#### Exercise 1:
Using the nitrogen announcement, explain in one to three sentences why excess nitrogen changes the species composition of terrestrial ecosystems.
#### Exercise 2:
According to the nitrogen announcement, what percentage of the world's protected areas have exceeded critical nitrogen levels?

The World Wide Fund for Nature (WWF): Netherlands has released a science brief on nitrogen titled "Nitrogen: Too much of a vital resource." Below is the announcement prepared by WWF.
Nitrogen: too much of a vital resource
Human modification of the nitrogen cycle is one of the central global challenges affecting human health, ecosystem integrity and biodiversity. The planetary boundary for nitrogen has been breached by a factor two, making nitrogen one of the most urgent pressures on the earth system. Excess nitrogen originating from chemical fertilizers, animal manure and burning of fossil fuels, are increasingly affecting soil, water and air quality. In coastal and marine ecosystems, excess nitrogen levels cause eutrophication. An estimated 500 estuaries worldwide have turned into ‘dead zones’. Much of the terrestrial biodiversity is created as a result of limitations in nitrogen: organisms have adapted to the natural nitrogen poor environments in a wide variety of ways. Excess nitrogen levels will change species composition in favour of fewer species that can withstand or thrive in these circumstances. 40% of the protected areas in the world have exceeded critical levels of nitrogen above which there is a risk of biodiversity loss.

#### Given entries:

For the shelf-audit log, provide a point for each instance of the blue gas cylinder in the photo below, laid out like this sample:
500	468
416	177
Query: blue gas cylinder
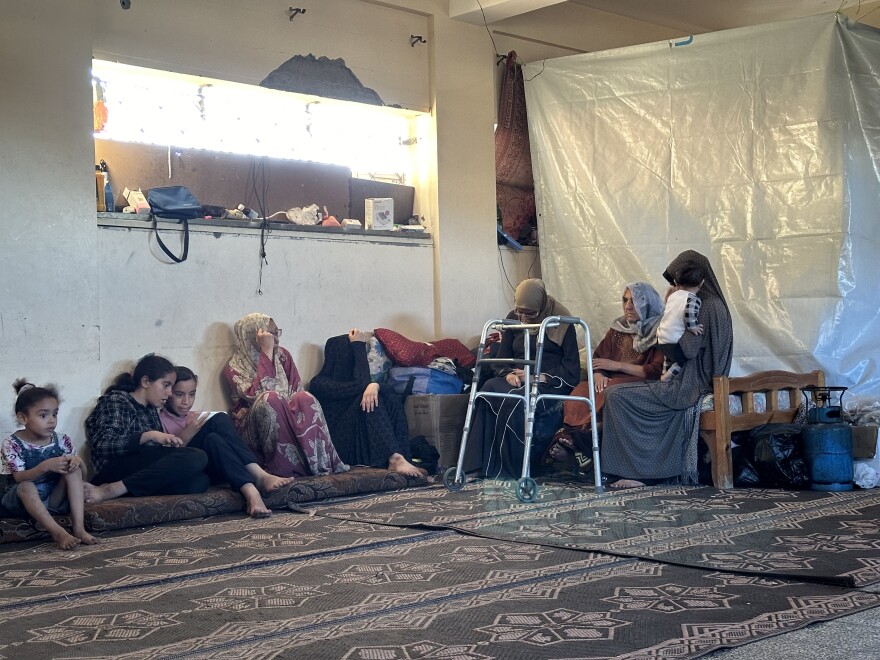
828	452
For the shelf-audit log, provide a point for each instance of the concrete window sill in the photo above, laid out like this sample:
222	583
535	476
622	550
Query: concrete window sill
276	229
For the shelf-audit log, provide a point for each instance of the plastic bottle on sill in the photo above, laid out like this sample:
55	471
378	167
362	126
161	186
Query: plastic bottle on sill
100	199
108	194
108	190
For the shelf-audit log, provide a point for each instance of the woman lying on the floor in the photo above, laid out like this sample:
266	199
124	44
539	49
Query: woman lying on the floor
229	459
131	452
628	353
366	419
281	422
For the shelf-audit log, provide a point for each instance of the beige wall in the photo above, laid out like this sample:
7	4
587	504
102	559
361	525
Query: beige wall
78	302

#### Answer 1:
Much terrestrial biodiversity arises from nitrogen limitation, with organisms adapted in many ways to naturally nitrogen-poor environments. Excess nitrogen removes that limitation and shifts species composition toward fewer species that can withstand or thrive under high nitrogen.

#### Answer 2:
40%